- Task instructions -
Search the records for "green". Copy every line where it appears.

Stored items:
▼▼▼
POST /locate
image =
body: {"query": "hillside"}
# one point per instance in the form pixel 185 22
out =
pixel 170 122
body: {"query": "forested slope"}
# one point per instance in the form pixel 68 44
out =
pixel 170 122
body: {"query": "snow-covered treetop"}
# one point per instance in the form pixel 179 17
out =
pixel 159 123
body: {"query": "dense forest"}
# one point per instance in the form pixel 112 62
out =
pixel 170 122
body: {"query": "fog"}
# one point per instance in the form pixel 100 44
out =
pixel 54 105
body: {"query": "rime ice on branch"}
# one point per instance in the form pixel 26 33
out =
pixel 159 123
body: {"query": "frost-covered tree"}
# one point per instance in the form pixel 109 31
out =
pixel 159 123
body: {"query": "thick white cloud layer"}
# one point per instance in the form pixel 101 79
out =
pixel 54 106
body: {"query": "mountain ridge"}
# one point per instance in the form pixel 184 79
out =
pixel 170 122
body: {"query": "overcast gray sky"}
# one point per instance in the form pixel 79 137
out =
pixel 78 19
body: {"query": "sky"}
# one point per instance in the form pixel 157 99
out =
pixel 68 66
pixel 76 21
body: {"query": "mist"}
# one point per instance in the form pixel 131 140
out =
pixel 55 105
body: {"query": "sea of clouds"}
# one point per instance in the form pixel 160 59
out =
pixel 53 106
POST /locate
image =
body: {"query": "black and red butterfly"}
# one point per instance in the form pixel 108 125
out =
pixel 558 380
▲▲▲
▼▼▼
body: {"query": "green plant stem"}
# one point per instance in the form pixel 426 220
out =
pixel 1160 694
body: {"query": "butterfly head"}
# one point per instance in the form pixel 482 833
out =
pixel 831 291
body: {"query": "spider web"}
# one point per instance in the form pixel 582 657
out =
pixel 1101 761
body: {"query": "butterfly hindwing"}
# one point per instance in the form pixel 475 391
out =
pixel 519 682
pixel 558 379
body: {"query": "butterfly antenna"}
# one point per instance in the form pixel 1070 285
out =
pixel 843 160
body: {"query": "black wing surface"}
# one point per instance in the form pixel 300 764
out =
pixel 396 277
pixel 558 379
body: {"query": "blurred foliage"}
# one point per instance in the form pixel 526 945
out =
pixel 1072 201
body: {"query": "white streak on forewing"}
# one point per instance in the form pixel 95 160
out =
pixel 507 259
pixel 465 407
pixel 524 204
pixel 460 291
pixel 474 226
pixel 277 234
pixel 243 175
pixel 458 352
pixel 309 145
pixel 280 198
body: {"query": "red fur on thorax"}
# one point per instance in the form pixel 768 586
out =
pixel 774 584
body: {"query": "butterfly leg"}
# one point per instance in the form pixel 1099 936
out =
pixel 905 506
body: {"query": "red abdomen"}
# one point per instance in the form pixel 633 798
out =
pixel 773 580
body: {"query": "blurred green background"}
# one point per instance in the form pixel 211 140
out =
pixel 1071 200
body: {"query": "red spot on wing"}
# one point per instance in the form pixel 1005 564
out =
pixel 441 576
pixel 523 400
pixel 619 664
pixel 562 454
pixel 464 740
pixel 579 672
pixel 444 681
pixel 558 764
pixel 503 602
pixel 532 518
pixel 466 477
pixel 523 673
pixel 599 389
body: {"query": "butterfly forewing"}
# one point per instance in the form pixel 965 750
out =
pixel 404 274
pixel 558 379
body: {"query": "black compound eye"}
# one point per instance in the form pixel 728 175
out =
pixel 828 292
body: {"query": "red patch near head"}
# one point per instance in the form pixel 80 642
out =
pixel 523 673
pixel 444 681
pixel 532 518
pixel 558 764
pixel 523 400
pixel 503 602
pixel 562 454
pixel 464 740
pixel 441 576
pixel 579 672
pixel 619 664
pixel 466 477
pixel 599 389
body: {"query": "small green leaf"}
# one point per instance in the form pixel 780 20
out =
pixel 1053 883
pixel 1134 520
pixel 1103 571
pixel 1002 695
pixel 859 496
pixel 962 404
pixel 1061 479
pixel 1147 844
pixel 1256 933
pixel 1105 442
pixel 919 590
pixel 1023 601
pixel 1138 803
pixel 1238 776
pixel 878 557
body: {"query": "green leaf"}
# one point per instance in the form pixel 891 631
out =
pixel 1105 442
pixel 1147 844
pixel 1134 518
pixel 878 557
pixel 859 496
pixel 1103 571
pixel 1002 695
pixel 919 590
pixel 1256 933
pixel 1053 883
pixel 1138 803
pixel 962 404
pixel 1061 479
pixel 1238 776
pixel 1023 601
▲▲▲
- Solution for this task -
body: {"query": "green plant stem"}
body: {"query": "blurred green background"}
body: {"query": "small green leaf"}
body: {"query": "green leaf"}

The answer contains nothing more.